* [MATERIAL SHOWN]
|---|
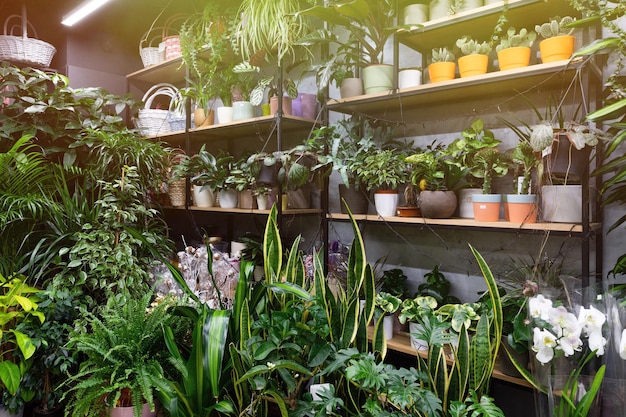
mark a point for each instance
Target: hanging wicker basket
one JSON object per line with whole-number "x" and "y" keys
{"x": 22, "y": 49}
{"x": 153, "y": 122}
{"x": 151, "y": 55}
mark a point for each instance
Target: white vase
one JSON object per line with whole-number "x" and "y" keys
{"x": 227, "y": 198}
{"x": 388, "y": 326}
{"x": 261, "y": 201}
{"x": 409, "y": 77}
{"x": 562, "y": 203}
{"x": 386, "y": 202}
{"x": 203, "y": 197}
{"x": 241, "y": 110}
{"x": 416, "y": 342}
{"x": 224, "y": 114}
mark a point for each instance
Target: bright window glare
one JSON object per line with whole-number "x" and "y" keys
{"x": 82, "y": 11}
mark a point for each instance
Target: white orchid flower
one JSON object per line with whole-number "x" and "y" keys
{"x": 544, "y": 343}
{"x": 539, "y": 306}
{"x": 597, "y": 342}
{"x": 622, "y": 345}
{"x": 591, "y": 319}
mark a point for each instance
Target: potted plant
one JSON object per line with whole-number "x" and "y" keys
{"x": 18, "y": 307}
{"x": 383, "y": 172}
{"x": 475, "y": 59}
{"x": 513, "y": 48}
{"x": 487, "y": 164}
{"x": 521, "y": 206}
{"x": 442, "y": 66}
{"x": 437, "y": 176}
{"x": 370, "y": 23}
{"x": 226, "y": 193}
{"x": 124, "y": 351}
{"x": 200, "y": 169}
{"x": 386, "y": 305}
{"x": 558, "y": 42}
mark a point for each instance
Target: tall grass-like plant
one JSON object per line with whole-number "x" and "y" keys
{"x": 270, "y": 27}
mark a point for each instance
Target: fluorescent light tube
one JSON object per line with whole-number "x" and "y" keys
{"x": 83, "y": 11}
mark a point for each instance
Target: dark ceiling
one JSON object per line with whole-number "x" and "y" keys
{"x": 129, "y": 19}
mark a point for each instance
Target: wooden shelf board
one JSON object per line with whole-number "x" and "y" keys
{"x": 561, "y": 228}
{"x": 429, "y": 101}
{"x": 479, "y": 22}
{"x": 254, "y": 211}
{"x": 171, "y": 70}
{"x": 401, "y": 342}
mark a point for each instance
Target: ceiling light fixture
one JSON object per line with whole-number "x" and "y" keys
{"x": 82, "y": 11}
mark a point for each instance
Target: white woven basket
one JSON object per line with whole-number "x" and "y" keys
{"x": 151, "y": 55}
{"x": 23, "y": 49}
{"x": 153, "y": 122}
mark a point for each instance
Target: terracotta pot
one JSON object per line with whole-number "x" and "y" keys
{"x": 441, "y": 71}
{"x": 203, "y": 118}
{"x": 286, "y": 105}
{"x": 472, "y": 65}
{"x": 515, "y": 57}
{"x": 437, "y": 204}
{"x": 487, "y": 207}
{"x": 557, "y": 48}
{"x": 521, "y": 208}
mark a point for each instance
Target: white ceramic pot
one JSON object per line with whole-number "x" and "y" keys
{"x": 227, "y": 198}
{"x": 409, "y": 77}
{"x": 416, "y": 14}
{"x": 388, "y": 326}
{"x": 386, "y": 202}
{"x": 466, "y": 207}
{"x": 261, "y": 201}
{"x": 203, "y": 197}
{"x": 242, "y": 110}
{"x": 416, "y": 342}
{"x": 351, "y": 87}
{"x": 562, "y": 203}
{"x": 224, "y": 114}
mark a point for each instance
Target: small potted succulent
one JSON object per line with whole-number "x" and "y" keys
{"x": 386, "y": 305}
{"x": 475, "y": 59}
{"x": 442, "y": 66}
{"x": 514, "y": 48}
{"x": 558, "y": 41}
{"x": 383, "y": 172}
{"x": 488, "y": 163}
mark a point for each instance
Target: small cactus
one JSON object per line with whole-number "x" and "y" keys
{"x": 442, "y": 55}
{"x": 469, "y": 46}
{"x": 513, "y": 39}
{"x": 555, "y": 27}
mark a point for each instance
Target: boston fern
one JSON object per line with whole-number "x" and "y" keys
{"x": 122, "y": 354}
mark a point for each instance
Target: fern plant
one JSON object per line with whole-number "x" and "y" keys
{"x": 123, "y": 351}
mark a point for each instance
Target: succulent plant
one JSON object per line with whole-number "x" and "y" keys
{"x": 442, "y": 55}
{"x": 557, "y": 26}
{"x": 513, "y": 39}
{"x": 469, "y": 46}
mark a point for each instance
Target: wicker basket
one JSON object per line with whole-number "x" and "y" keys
{"x": 23, "y": 49}
{"x": 153, "y": 122}
{"x": 176, "y": 192}
{"x": 151, "y": 55}
{"x": 171, "y": 40}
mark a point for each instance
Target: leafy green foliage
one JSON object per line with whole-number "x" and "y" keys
{"x": 123, "y": 351}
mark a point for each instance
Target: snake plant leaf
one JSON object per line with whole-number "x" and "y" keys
{"x": 272, "y": 248}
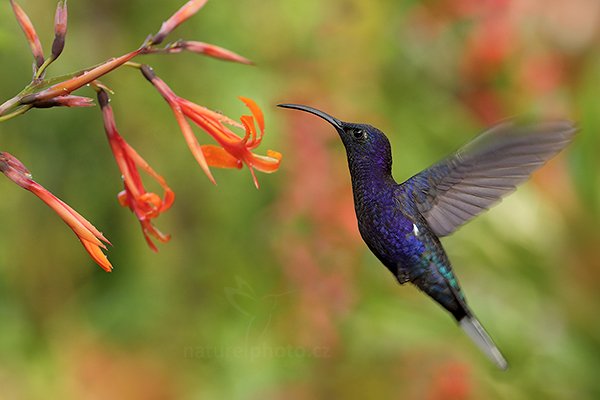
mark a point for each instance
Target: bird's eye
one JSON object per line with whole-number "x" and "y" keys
{"x": 359, "y": 133}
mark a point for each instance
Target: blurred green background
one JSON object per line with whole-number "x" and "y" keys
{"x": 271, "y": 294}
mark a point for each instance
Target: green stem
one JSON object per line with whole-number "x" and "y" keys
{"x": 42, "y": 68}
{"x": 16, "y": 113}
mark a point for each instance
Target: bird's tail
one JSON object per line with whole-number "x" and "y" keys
{"x": 475, "y": 331}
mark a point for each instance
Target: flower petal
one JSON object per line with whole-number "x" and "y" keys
{"x": 32, "y": 37}
{"x": 218, "y": 157}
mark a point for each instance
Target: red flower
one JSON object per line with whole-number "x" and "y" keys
{"x": 93, "y": 241}
{"x": 233, "y": 151}
{"x": 30, "y": 33}
{"x": 60, "y": 29}
{"x": 206, "y": 49}
{"x": 145, "y": 205}
{"x": 68, "y": 86}
{"x": 186, "y": 11}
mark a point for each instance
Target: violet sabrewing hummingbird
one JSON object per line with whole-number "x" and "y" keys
{"x": 402, "y": 223}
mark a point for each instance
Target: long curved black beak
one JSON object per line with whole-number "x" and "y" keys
{"x": 332, "y": 120}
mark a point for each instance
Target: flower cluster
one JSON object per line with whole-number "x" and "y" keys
{"x": 230, "y": 151}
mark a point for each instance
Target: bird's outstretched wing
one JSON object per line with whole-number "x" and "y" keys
{"x": 458, "y": 188}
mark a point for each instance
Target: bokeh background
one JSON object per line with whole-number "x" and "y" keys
{"x": 271, "y": 294}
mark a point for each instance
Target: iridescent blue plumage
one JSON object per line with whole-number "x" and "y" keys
{"x": 401, "y": 223}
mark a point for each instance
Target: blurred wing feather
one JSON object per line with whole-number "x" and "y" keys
{"x": 455, "y": 190}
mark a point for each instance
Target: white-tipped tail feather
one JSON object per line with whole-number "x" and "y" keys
{"x": 476, "y": 332}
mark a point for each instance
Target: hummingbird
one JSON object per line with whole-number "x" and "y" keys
{"x": 402, "y": 223}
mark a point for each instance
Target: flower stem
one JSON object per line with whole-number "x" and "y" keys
{"x": 16, "y": 113}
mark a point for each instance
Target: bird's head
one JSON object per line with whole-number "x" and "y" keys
{"x": 365, "y": 144}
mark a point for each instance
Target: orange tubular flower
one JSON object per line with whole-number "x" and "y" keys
|---|
* [INSTRUCTIONS FOR THE TASK]
Print every line above exactly as given, but not the pictures.

* [YOUR RESPONSE]
mark a point for each instance
Target: hanging wicker basket
one JSON object per line with whole-number "x" and "y" keys
{"x": 22, "y": 49}
{"x": 153, "y": 122}
{"x": 151, "y": 55}
mark a point for each instance
Target: white vase
one JSON object per line with whole-number "x" and "y" keys
{"x": 227, "y": 198}
{"x": 388, "y": 326}
{"x": 261, "y": 201}
{"x": 409, "y": 77}
{"x": 562, "y": 203}
{"x": 386, "y": 202}
{"x": 203, "y": 197}
{"x": 241, "y": 110}
{"x": 416, "y": 342}
{"x": 224, "y": 114}
mark a point for each instance
Target: bright window glare
one JSON object per line with whole-number "x" and "y" keys
{"x": 82, "y": 11}
mark a point for each instance
Target: white orchid flower
one JSON object per line with whole-number "x" and "y" keys
{"x": 544, "y": 343}
{"x": 539, "y": 306}
{"x": 597, "y": 342}
{"x": 622, "y": 345}
{"x": 591, "y": 319}
mark a point for each instance
Target: potted plant
one JSON object per line with whole-number "x" and "y" keys
{"x": 18, "y": 307}
{"x": 383, "y": 172}
{"x": 475, "y": 59}
{"x": 513, "y": 48}
{"x": 487, "y": 164}
{"x": 521, "y": 206}
{"x": 442, "y": 66}
{"x": 437, "y": 176}
{"x": 370, "y": 23}
{"x": 226, "y": 193}
{"x": 124, "y": 351}
{"x": 200, "y": 169}
{"x": 386, "y": 305}
{"x": 558, "y": 42}
mark a point for each instance
Target: tall grass-like plant
one JSON object per line with whole-number "x" and "y" keys
{"x": 270, "y": 27}
mark a point for each instance
Target: fluorescent light tube
one JSON object per line with whole-number "x" and "y" keys
{"x": 83, "y": 11}
mark a point for each instance
Target: dark ceiling
one JSON object per line with whole-number "x" and "y" keys
{"x": 129, "y": 19}
mark a point for each instance
Target: wooden shelf board
one JSON object per line with whole-number "x" and "y" keys
{"x": 561, "y": 228}
{"x": 429, "y": 101}
{"x": 479, "y": 22}
{"x": 254, "y": 211}
{"x": 171, "y": 70}
{"x": 401, "y": 342}
mark a point for each instance
Target: ceiling light fixture
one JSON object per line with whole-number "x" and "y" keys
{"x": 82, "y": 11}
mark a point for each instance
Target: white woven basket
one JSON object per line with whole-number "x" and "y" keys
{"x": 151, "y": 55}
{"x": 23, "y": 49}
{"x": 153, "y": 122}
mark a point for each instance
Target: terracotta pot
one JSON object per line with whole-number "x" and "y" keys
{"x": 441, "y": 71}
{"x": 203, "y": 118}
{"x": 286, "y": 105}
{"x": 472, "y": 65}
{"x": 515, "y": 57}
{"x": 437, "y": 204}
{"x": 487, "y": 207}
{"x": 557, "y": 48}
{"x": 521, "y": 208}
mark a point for each instance
Target: white ceramic pot
one JSON object per line with whole-number "x" and "y" keys
{"x": 227, "y": 198}
{"x": 409, "y": 77}
{"x": 416, "y": 14}
{"x": 388, "y": 326}
{"x": 386, "y": 202}
{"x": 466, "y": 207}
{"x": 261, "y": 201}
{"x": 203, "y": 197}
{"x": 242, "y": 110}
{"x": 416, "y": 342}
{"x": 351, "y": 87}
{"x": 562, "y": 203}
{"x": 224, "y": 114}
mark a point for each instance
Target: small potted succulent
one JSON object per line with whole-number "x" and "y" keys
{"x": 386, "y": 305}
{"x": 475, "y": 59}
{"x": 442, "y": 66}
{"x": 514, "y": 48}
{"x": 558, "y": 41}
{"x": 383, "y": 172}
{"x": 488, "y": 163}
mark a point for each instance
Target: small cactus
one JSON object per line with whole-number "x" and "y" keys
{"x": 442, "y": 55}
{"x": 469, "y": 46}
{"x": 513, "y": 39}
{"x": 555, "y": 27}
mark a point for each instance
Target: boston fern
one JSON object per line with whole-number "x" and "y" keys
{"x": 122, "y": 354}
mark a point for each instance
Target: fern plant
one JSON object per line with whole-number "x" and "y" keys
{"x": 123, "y": 351}
mark a point for each instance
Target: succulent plant
one JSON object per line with whole-number "x" and "y" keys
{"x": 442, "y": 55}
{"x": 557, "y": 26}
{"x": 513, "y": 39}
{"x": 469, "y": 46}
mark a point for each instance
Target: wicker basket
one JSON object per line with whole-number "x" and "y" keys
{"x": 23, "y": 49}
{"x": 153, "y": 122}
{"x": 176, "y": 192}
{"x": 151, "y": 55}
{"x": 171, "y": 40}
mark a point for each instance
Target: leafy green foliage
one JSON object per line with whole-number "x" and "y" keys
{"x": 123, "y": 351}
mark a point for each instance
Target: snake plant leaf
one JSON object per line with whole-number "x" and "y" keys
{"x": 272, "y": 248}
mark a point for each instance
Target: bird's eye
one JSON object per line with whole-number "x" and "y" keys
{"x": 359, "y": 133}
mark a point for each instance
Target: blurred green background
one JSON object per line with whole-number "x" and "y" keys
{"x": 271, "y": 294}
mark a point for each instance
Target: green stem
one JSON object per line with whole-number "x" and "y" keys
{"x": 42, "y": 68}
{"x": 16, "y": 113}
mark a point for each instance
Target: bird's tail
one JSON object per line with whole-number "x" and "y" keys
{"x": 475, "y": 331}
mark a point for each instance
Target: flower petal
one JSON object per line with whole-number "x" and "y" keys
{"x": 32, "y": 37}
{"x": 218, "y": 157}
mark a point for each instance
Target: red flower
one JSON object per line with whole-number "x" and "y" keys
{"x": 93, "y": 241}
{"x": 233, "y": 151}
{"x": 30, "y": 33}
{"x": 60, "y": 29}
{"x": 206, "y": 49}
{"x": 145, "y": 205}
{"x": 68, "y": 86}
{"x": 186, "y": 11}
mark a point for each instance
Target: violet sabrewing hummingbird
one JSON object per line with whole-number "x" and "y" keys
{"x": 402, "y": 223}
mark a point for each instance
Target: long curved black beak
one JSON object per line with whole-number "x" and "y" keys
{"x": 332, "y": 120}
mark a point for each instance
Target: flower cluster
one JSON object per line with whole-number "x" and "y" keys
{"x": 230, "y": 151}
mark a point for each instance
Target: bird's outstretched wing
one JSON object per line with whole-number "x" and "y" keys
{"x": 458, "y": 188}
mark a point for each instance
Target: bokeh background
one JSON object per line with whole-number "x" and "y" keys
{"x": 271, "y": 294}
mark a point for each instance
Target: iridescent blue plumage
one JSON object per line with whole-number "x" and "y" keys
{"x": 401, "y": 223}
mark a point for each instance
Target: blurred wing feather
one JSON object per line with whole-number "x" and "y" keys
{"x": 455, "y": 190}
mark a point for each instance
Target: white-tipped tail feather
one JSON object per line with whole-number "x" and "y" keys
{"x": 476, "y": 332}
mark a point for each instance
Target: hummingbird
one JSON object per line with whole-number "x" and "y" keys
{"x": 402, "y": 223}
mark a point for each instance
Target: flower stem
one JSON object per line with whole-number "x" and "y" keys
{"x": 16, "y": 113}
mark a point for each instance
Target: bird's head
one JSON object per line with whole-number "x" and "y" keys
{"x": 365, "y": 144}
mark a point for each instance
Target: orange tubular flower
one JSON object per line with whole-number "x" and "y" keys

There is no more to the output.